- About this exercise -
Report each line of the data that contains the string "there".

- Input data -

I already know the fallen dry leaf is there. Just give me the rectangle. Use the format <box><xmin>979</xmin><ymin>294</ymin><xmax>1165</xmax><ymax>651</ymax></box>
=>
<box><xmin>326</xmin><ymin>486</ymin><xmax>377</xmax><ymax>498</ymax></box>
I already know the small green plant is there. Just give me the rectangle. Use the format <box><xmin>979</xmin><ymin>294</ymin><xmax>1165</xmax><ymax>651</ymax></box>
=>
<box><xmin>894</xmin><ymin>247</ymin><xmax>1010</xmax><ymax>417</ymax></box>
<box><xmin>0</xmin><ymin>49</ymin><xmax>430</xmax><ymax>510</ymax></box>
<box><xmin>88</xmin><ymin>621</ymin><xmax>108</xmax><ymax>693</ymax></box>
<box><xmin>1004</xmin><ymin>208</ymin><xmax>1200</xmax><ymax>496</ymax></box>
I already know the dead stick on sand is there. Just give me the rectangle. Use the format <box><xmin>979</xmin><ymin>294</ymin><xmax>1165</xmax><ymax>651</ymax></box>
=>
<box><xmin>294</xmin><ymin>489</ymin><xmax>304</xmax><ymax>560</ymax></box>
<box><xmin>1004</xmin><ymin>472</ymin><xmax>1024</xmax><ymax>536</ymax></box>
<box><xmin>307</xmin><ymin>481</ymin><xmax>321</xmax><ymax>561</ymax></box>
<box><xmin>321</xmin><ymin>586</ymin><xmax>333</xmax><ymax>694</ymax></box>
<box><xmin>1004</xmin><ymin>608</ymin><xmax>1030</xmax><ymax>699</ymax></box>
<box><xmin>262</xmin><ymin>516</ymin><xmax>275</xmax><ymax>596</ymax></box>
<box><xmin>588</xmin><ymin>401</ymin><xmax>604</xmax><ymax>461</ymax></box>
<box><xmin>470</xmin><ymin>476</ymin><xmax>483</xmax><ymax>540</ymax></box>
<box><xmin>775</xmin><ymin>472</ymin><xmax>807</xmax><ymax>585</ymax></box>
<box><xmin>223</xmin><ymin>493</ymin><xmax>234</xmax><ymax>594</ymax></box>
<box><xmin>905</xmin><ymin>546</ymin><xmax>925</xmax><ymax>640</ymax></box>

- Task result -
I already know the fallen dry leaf is there. Just give me the rectangle. Use the format <box><xmin>979</xmin><ymin>294</ymin><xmax>1165</xmax><ymax>651</ymax></box>
I already know the small green plant is there. Just give me the rectangle. Use the format <box><xmin>979</xmin><ymin>294</ymin><xmax>1165</xmax><ymax>651</ymax></box>
I already know the dead stick on sand is there. Just give me the rectangle. Use the format <box><xmin>979</xmin><ymin>294</ymin><xmax>1165</xmax><ymax>651</ymax></box>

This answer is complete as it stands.